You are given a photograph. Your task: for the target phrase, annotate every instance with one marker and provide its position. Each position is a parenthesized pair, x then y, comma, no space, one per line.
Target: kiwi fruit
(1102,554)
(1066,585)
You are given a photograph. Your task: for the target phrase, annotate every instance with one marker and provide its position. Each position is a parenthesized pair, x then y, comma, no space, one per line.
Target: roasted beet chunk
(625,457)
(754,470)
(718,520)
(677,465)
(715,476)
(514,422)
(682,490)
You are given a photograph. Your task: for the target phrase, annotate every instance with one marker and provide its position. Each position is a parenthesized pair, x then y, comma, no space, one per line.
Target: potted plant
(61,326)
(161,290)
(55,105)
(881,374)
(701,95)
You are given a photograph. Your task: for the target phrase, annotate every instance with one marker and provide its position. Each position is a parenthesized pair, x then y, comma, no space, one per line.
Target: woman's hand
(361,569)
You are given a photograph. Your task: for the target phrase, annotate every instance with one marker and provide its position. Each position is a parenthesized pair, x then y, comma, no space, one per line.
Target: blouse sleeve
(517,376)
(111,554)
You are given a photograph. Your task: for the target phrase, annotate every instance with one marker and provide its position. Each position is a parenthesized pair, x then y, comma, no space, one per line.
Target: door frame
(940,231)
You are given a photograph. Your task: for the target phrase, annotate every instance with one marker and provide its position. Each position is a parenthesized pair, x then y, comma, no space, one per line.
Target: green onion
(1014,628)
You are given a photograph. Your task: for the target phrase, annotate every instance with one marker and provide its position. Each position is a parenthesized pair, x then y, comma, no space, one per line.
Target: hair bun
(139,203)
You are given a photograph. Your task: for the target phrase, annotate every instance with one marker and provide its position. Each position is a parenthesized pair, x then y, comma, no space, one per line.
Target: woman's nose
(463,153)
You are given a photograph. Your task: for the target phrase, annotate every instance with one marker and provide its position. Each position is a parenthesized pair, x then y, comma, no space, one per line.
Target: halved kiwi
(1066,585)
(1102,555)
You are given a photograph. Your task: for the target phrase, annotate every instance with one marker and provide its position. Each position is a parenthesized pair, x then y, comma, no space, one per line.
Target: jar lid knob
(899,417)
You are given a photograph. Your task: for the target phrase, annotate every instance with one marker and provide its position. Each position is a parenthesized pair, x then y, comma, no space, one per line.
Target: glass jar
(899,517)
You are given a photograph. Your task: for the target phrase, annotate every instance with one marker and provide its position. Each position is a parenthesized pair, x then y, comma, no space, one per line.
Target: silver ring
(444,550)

-------------------------

_DIRECTIVE_
Retype the records above exactly.

_RESULT OF THIS TASK_
You are given a photograph. Your task: for the target phrase, annotate every instance with one marker and provide its position. Each position is a parenthesized pair, x then y, comma, no space, one per line.
Target: kiwi fruit
(1102,554)
(1066,585)
You are given a photograph. Your task: for the target phrase, annotate every instance with one marker and provide its position. Each position is a parenthesized pair, x then y, comma, no space, one per line.
Target: roasted beet chunk
(625,457)
(754,470)
(718,520)
(677,465)
(715,476)
(514,422)
(682,490)
You are given a photograph. Your task: for the target phrase, annotate every instance with one marker and provide its position. Each position is a parenthesized pair, x then y, comma, no space, one per line.
Target: potted plant
(61,326)
(161,290)
(55,105)
(881,374)
(701,95)
You are given a photograph. Your task: for the target phrase, annotate every instance with one marker and provide its position. Each position is a parenthesized pair, x then y, comma, no space, one per line.
Target: woman's hand
(361,569)
You are given a photograph. Your task: for the target phrase, annotate every instance with one marker and provide its position. Each position is a parenthesized pair, x then y, comma, no space, one per line.
Target: blouse sleeve
(517,376)
(111,554)
You are given a photograph. Your task: for the target phrase, annotate every instance with one marker and provide its position. Each position is a parenthesized pair, x then y, comma, no space, one per line.
Target: door frame
(940,231)
You are given a photograph. Your task: for the target phrase, annotate every instance with one marker and provide its position. Each position is a parenthesized pair, x then y, comma, no space, one per line.
Target: green onion
(1014,628)
You are given a photograph. Your task: for the target phrase, annotate every instance with one marker and provide its position. Each position is a parenthesized pair, x then y, comma, no space, one per line.
Target: hair bun
(139,203)
You are given a photograph. Your task: for the target phrase, annotate every instance with one marker and provide its position. Each position is a parenthesized pair, x then y, comma, no space, one per line.
Target: woman's nose
(463,153)
You are given a photograph. Your task: for the target phrase, annotate every instance with one marker and provide its position. Each position is a parenthesized pair, x then y, comma, no space, one per line.
Target: halved kiwi
(1066,585)
(1102,555)
You are given a photograph. Your task: for the target phrase, annotate every instance with one marker and provide its position. Each position is a parenthesized pair, x then y, comma, no space, one per line.
Target: jar lid knob
(899,417)
You are given a photograph. Your task: for the target phrase, annotate every instance with one marker and provide its position. Each position is a parenthesized pair, x then y, comma, no space, one per line.
Target: glass jar
(899,517)
You are given a photograph. Your task: for the target phrase, annotate every instance with one marker and provide its position. Each position is a parenthesized pair, x then y, comma, no space, one per line.
Target: silver ring
(444,550)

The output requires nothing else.